**CONSIGNE A**
Recopiez le passage du récit sur le cessez-le-feu près de Debaltseve, en commençant à « Ce matin, alors » et en terminant à « cour de récréation. ».

**EXTRAIT CHOISI**
++++++
Des soldats ukrainiens jouent au football pendant un cessez-le-feu sur la route de Debaltseve, près du front, le 15 février 2015 (AFP / Volodymyr Shuvayev)

Jeu de balle sur la ligne de front

SVITLODARSK (Ukraine), 17 février 2015 – Le cessez-le-feu entre les forces ukrainiennes et les rebelles pro-russes est censé être en vigueur depuis quelques heures, ce dimanche 15 février, quand l’équipe de l’AFP prend la route de la ville stratégique de Debaltseve, théâtre ces dernières semaines des combats acharnés.

Alors que le conflit dans l’est de l’Ukraine fait rage depuis dix mois, personne ne sait si cette trêve, négociée loin d’ici par les dirigeants ukrainiens, russes, allemands et français, sera respectée. Rares sont ceux qui lui donnent la moindre chance de tenir longtemps.

Blindés ukrainiens sur la route de Debaltseve, le 15 février (AFP / Volodymyr Shuvayev)

Depuis maintenant des semaines, la route de Debaltseve est un coupe-gorge que l’on n’emprunte qu’à ses risques et périls, la cible permanente de bombardements terrifiants.

Ce matin, alors que nous roulons dans un brouillard à couper au couteau, nous sommes frappés par quelque chose auquel nous ne sommes plus habitués depuis longtemps : le silence quasi-total. Nous nous approchons du premier poste de contrôle ukrainien. De nombreux blindés et camions militaires sont stationnés sur le bord de la route.

(AFP / Volodymyr Shuvayev)

Un groupe de soldats ukrainiens se tient là. Ces derniers jours, ces hommes ont risqué la mort à chaque instant. Nous sommes habitués à les voir nerveux, tendus, à les entendre nous crier de ne pas aller plus loin. Mais là, alors que les armes se sont tues, leur soulagement est palpable. Nous discutons avec eux. Il règne parmi ces guerriers une étrange ambiance de cour de récréation.

Malgré le cessez-le-feu, les combats se poursuivent de façon sporadique, nous disent-ils. De temps en temps, nous entendons d’ailleurs quelques tirs d’artillerie entrants. Rien de comparable, toutefois, aux canonnades nourries d’il y a seulement quelques heures.
++++++
**DONNÉES DE TRAVAIL**
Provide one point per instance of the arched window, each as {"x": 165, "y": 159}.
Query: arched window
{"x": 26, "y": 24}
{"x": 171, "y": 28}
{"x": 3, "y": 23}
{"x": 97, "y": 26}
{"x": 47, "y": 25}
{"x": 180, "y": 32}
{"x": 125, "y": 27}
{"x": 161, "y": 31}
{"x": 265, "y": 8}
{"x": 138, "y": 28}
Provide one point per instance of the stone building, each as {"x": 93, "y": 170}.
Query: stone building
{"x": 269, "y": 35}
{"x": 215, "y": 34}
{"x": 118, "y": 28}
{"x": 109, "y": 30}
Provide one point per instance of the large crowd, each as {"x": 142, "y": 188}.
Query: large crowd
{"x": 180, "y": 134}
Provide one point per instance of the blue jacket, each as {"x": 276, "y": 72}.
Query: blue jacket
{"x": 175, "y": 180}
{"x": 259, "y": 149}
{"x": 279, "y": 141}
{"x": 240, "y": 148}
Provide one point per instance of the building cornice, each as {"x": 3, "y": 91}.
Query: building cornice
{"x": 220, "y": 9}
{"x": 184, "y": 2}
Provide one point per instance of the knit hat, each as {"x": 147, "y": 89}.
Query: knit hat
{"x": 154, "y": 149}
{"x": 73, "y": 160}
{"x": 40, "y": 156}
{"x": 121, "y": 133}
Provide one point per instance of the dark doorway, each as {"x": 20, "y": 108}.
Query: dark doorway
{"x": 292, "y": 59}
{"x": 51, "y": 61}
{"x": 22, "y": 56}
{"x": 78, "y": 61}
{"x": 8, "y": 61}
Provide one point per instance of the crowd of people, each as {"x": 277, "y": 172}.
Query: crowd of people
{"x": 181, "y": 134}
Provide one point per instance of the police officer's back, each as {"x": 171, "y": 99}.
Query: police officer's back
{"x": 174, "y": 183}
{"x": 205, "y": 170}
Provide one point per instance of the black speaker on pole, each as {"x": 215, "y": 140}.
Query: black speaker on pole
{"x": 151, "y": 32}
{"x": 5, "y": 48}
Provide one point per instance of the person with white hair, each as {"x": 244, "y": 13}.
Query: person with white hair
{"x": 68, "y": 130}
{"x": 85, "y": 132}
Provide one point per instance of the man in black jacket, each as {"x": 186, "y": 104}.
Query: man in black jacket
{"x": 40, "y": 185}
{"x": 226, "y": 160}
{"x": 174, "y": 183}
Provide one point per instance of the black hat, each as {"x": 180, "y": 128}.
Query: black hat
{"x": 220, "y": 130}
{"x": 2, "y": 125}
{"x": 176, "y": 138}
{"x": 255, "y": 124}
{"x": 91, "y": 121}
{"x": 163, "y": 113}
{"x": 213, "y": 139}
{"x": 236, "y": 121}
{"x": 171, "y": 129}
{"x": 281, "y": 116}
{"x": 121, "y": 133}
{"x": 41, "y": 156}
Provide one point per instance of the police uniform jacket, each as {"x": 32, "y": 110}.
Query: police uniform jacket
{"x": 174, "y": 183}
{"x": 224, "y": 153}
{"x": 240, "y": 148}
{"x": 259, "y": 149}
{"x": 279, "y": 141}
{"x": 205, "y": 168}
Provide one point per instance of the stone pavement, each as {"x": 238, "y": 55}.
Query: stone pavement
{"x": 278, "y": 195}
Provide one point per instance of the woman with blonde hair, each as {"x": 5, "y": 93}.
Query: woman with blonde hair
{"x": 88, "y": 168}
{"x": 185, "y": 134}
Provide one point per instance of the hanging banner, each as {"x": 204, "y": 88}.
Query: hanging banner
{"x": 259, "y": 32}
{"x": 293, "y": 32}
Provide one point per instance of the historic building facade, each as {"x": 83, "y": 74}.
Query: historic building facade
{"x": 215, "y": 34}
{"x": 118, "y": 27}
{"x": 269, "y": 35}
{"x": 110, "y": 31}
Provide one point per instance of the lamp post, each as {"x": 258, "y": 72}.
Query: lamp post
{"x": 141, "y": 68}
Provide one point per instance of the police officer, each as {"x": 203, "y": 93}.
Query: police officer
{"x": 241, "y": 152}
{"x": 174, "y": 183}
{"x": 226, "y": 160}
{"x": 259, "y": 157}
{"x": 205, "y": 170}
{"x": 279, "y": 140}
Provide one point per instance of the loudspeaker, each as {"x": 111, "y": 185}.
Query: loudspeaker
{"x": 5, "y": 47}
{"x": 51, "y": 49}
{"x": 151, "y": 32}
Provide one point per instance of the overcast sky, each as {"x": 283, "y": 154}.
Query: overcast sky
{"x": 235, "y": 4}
++++++
**CONSIGNE B**
Mettez sous forme de liste JSON de chaînes, à raison d'une chaîne par ligne et sans les lignes vides, uniquement les lignes des enregistrements qui commencent à celle contenant « Provide one point per instance of the woman » et se terminent à la fin des enregistrements.

**RÉPONSE ATTENDUE A**
Ce matin, alors que nous roulons dans un brouillard à couper au couteau, nous sommes frappés par quelque chose auquel nous ne sommes plus habitués depuis longtemps : le silence quasi-total. Nous nous approchons du premier poste de contrôle ukrainien. De nombreux blindés et camions militaires sont stationnés sur le bord de la route.

(AFP / Volodymyr Shuvayev)

Un groupe de soldats ukrainiens se tient là. Ces derniers jours, ces hommes ont risqué la mort à chaque instant. Nous sommes habitués à les voir nerveux, tendus, à les entendre nous crier de ne pas aller plus loin. Mais là, alors que les armes se sont tues, leur soulagement est palpable. Nous discutons avec eux. Il règne parmi ces guerriers une étrange ambiance de cour de récréation.

**RÉPONSE ATTENDUE B**
[
  "Provide one point per instance of the woman with blonde hair, each as {\"x\": 5, \"y\": 93}.",
  "Query: woman with blonde hair",
  "{\"x\": 88, \"y\": 168}",
  "{\"x\": 185, \"y\": 134}",
  "Provide one point per instance of the hanging banner, each as {\"x\": 204, \"y\": 88}.",
  "Query: hanging banner",
  "{\"x\": 259, \"y\": 32}",
  "{\"x\": 293, \"y\": 32}",
  "Provide one point per instance of the historic building facade, each as {\"x\": 83, \"y\": 74}.",
  "Query: historic building facade",
  "{\"x\": 215, \"y\": 34}",
  "{\"x\": 118, \"y\": 27}",
  "{\"x\": 269, \"y\": 35}",
  "{\"x\": 110, \"y\": 31}",
  "Provide one point per instance of the lamp post, each as {\"x\": 258, \"y\": 72}.",
  "Query: lamp post",
  "{\"x\": 141, \"y\": 68}",
  "Provide one point per instance of the police officer, each as {\"x\": 203, \"y\": 93}.",
  "Query: police officer",
  "{\"x\": 241, \"y\": 152}",
  "{\"x\": 174, \"y\": 183}",
  "{\"x\": 226, \"y\": 160}",
  "{\"x\": 259, \"y\": 157}",
  "{\"x\": 205, \"y\": 170}",
  "{\"x\": 279, \"y\": 140}",
  "Provide one point per instance of the loudspeaker, each as {\"x\": 111, \"y\": 185}.",
  "Query: loudspeaker",
  "{\"x\": 5, \"y\": 47}",
  "{\"x\": 51, \"y\": 49}",
  "{\"x\": 151, \"y\": 32}",
  "Provide one point per instance of the overcast sky, each as {\"x\": 283, \"y\": 154}.",
  "Query: overcast sky",
  "{\"x\": 235, \"y\": 4}"
]